Dataset records:
####
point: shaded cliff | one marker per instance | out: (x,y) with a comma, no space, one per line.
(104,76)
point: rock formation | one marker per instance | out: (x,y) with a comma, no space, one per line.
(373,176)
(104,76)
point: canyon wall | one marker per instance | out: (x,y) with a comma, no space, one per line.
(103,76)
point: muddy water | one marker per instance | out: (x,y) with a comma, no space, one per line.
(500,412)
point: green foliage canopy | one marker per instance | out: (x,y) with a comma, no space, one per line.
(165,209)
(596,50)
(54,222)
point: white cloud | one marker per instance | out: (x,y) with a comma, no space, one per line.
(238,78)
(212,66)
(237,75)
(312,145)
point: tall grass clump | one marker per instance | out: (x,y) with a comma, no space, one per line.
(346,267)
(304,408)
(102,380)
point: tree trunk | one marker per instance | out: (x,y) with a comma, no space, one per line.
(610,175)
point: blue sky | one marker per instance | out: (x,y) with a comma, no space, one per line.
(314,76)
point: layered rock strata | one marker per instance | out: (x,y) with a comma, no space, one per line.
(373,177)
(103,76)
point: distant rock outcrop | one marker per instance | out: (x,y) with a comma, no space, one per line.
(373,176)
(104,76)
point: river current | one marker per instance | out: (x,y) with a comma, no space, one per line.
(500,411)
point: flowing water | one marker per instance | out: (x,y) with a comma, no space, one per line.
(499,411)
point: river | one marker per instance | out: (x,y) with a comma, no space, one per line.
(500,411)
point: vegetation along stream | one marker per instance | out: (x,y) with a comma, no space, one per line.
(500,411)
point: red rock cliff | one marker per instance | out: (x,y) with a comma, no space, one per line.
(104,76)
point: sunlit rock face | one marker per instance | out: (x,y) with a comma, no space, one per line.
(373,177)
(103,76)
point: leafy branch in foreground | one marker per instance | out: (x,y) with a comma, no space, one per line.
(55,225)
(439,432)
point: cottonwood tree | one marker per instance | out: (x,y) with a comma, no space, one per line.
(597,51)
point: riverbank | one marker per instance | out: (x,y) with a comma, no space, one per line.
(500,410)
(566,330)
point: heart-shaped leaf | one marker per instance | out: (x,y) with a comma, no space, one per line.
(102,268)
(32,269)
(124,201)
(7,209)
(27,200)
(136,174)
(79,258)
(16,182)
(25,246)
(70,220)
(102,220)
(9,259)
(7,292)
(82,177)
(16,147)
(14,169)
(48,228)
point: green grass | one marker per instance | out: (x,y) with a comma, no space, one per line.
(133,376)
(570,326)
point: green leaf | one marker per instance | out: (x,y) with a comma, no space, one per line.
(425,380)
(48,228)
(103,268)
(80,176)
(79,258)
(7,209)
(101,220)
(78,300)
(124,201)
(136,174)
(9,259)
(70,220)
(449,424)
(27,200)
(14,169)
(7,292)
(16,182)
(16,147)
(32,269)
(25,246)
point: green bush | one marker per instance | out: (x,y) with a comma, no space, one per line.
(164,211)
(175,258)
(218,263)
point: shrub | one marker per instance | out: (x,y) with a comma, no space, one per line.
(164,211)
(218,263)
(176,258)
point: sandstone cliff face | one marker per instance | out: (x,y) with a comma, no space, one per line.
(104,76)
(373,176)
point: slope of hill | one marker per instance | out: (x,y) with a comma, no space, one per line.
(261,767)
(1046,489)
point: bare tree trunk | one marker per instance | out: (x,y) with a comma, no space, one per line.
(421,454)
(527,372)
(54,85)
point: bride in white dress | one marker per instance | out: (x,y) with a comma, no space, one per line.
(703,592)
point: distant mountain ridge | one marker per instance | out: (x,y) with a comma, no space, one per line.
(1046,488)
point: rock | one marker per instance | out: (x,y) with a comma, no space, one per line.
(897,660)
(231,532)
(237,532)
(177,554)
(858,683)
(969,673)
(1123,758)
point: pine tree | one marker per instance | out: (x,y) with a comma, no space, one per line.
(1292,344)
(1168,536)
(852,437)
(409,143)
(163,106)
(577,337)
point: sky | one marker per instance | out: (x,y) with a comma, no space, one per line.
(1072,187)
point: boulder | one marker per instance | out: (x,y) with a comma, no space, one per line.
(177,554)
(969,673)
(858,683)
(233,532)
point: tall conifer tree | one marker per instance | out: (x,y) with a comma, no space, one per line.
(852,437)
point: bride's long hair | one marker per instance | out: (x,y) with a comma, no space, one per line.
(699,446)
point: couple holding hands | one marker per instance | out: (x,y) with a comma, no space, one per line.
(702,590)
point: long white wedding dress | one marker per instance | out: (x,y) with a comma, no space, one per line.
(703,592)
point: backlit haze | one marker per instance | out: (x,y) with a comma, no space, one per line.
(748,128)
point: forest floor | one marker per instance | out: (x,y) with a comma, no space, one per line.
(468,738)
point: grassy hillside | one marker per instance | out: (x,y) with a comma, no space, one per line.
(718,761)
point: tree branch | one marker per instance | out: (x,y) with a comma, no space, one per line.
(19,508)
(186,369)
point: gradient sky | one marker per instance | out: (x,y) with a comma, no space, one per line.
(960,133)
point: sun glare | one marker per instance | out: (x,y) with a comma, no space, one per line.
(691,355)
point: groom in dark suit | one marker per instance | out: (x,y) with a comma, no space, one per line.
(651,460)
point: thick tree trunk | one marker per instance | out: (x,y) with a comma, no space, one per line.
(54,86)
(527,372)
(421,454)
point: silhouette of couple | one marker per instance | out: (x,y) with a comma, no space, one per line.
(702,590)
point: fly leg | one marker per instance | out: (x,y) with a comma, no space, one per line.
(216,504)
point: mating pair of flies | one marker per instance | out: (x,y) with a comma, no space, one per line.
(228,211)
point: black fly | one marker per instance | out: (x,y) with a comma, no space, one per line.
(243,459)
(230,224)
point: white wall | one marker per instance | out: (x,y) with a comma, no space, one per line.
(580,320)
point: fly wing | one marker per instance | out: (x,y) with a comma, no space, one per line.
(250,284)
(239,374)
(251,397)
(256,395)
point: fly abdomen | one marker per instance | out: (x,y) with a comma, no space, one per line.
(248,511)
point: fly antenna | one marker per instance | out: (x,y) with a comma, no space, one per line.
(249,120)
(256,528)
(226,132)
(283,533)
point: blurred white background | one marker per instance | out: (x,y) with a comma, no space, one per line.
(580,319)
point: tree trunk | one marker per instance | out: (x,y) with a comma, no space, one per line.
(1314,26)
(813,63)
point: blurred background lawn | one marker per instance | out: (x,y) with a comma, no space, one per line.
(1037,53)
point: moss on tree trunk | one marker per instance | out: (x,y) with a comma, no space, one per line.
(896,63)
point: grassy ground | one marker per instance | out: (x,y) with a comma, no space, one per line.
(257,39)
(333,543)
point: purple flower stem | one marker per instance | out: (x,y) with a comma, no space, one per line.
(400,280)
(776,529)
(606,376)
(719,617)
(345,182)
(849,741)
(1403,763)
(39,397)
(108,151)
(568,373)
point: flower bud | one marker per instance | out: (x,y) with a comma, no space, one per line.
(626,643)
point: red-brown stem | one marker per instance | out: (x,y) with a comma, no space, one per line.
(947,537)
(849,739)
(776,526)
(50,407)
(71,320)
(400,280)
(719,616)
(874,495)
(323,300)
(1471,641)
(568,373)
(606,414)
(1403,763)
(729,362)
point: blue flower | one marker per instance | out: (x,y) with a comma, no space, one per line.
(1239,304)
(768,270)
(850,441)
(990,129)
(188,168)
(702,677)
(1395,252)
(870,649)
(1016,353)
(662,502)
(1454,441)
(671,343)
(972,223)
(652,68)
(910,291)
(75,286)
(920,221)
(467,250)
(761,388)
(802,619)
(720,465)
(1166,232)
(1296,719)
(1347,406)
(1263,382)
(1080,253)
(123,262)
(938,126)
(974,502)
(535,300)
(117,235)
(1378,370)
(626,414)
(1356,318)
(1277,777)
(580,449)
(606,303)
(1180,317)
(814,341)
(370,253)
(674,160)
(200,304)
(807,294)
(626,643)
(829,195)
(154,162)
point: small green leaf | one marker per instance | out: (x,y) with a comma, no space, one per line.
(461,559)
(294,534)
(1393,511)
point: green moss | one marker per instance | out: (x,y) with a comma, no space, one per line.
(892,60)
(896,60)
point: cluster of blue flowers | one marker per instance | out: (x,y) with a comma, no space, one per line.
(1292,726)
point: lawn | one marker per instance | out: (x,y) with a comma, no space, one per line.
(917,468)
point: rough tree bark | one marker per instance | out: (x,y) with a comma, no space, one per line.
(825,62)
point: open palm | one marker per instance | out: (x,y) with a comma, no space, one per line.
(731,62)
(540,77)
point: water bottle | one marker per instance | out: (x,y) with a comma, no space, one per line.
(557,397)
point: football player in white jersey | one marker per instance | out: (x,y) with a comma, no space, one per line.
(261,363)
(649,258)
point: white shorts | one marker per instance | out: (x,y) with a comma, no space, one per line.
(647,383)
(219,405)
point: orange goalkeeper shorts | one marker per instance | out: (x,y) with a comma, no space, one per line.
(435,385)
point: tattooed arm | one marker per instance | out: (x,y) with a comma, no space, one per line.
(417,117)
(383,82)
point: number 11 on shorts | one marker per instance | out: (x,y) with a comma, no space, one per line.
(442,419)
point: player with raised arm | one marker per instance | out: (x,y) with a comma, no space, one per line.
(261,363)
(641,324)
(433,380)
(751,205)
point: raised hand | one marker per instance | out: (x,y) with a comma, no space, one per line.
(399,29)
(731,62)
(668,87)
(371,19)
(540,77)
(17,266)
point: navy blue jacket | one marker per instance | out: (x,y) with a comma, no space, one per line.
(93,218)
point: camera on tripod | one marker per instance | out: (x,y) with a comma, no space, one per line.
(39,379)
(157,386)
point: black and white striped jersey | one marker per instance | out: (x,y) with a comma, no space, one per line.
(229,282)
####
- **EXERCISE TASK**
Extract the closing run of lines, starting with the one containing "point: white shorts" and ending at the last, exactly as written.

- **ANSWER TO THIS PROBLEM**
point: white shorts | one marker per instance | out: (x,y) with a comma, no space, one per line.
(647,383)
(219,405)
point: orange goalkeeper shorts | one marker per instance | out: (x,y) with a comma, no space, one per line.
(435,385)
point: tattooed arm | one marker per instance | out: (x,y) with a comma, no space, one per line.
(417,117)
(383,82)
point: number 11 on shorts | one marker per instance | out: (x,y) with a comma, no space, one per line.
(442,419)
point: player with raised arm | one marker per instance | out: (x,y) with a comma, no space, one per line.
(261,363)
(641,324)
(433,380)
(751,205)
point: raised hand | one marker per instance | out: (x,y) with a comma, no space, one per line.
(399,29)
(731,62)
(668,87)
(371,19)
(540,77)
(17,266)
point: navy blue jacket | one marker per instance | out: (x,y) with a comma, no space, one per line.
(93,218)
point: camera on tripod | one marker per instance | out: (x,y) with a comma, no space, one per line.
(39,379)
(157,386)
point: black and white striped jersey | one marker per instance | out: (x,y) with a comma, no space, one per line.
(229,282)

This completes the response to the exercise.